#### Rows from a box labeling dataset
----
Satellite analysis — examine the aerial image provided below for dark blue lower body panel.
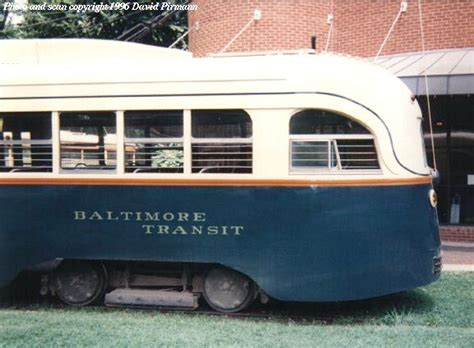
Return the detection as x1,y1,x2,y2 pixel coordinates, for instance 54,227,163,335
0,185,440,301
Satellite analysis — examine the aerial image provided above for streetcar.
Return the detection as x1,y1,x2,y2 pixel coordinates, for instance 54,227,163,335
0,39,441,312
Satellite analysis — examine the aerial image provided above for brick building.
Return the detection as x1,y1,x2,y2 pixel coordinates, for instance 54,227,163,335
188,0,474,241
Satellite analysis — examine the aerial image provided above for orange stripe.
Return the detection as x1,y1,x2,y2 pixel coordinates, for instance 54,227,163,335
0,176,431,187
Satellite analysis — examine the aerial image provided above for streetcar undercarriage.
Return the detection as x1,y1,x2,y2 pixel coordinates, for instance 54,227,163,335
41,260,268,313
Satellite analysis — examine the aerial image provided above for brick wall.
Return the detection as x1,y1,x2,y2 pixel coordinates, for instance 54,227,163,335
189,0,474,56
439,225,474,243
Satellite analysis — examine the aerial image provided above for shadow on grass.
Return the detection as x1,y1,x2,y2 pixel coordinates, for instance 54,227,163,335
0,273,435,325
262,289,435,324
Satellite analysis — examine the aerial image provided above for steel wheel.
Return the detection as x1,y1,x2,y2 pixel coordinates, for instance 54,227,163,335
53,261,107,306
203,268,255,313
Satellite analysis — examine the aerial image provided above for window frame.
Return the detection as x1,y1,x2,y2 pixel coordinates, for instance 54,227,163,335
121,109,187,175
58,110,117,175
189,108,255,176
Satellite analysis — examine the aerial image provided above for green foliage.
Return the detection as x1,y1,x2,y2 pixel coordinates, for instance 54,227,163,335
0,0,187,48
----
#### What the task asks
Please return the stretch from the start of the entries through the line containing "41,260,268,313", both ends included, copied unchanged. Leave the pictures out.

#### Result below
Satellite analysis — examine the aerial image provided below for dark blue lower body panel.
Return the detection as x1,y1,x2,y2 pixel coordinates, for instance 54,227,163,335
0,185,440,301
Satellite analysis — examine the aerial image provided above for streetcar.
Return the detection as x1,y1,x2,y2 pixel coordinates, for instance 54,227,163,335
0,39,441,312
Satellite analysis — examine the aerial image provided above for brick building.
Return the detection as x1,y1,x2,y2 pixel coordinates, for instance 54,227,163,335
188,0,474,241
Satellite analysis — examine the aerial image provided above for orange stripe.
Return the detection as x1,y1,x2,y2 pixel coordinates, for instance 54,227,163,335
0,176,431,187
Satellite analysis — examine the aerial image provided above for streetcar undercarriage.
Return the detection as x1,y1,x2,y2 pixel coordinates, for instance 54,227,163,335
41,260,268,313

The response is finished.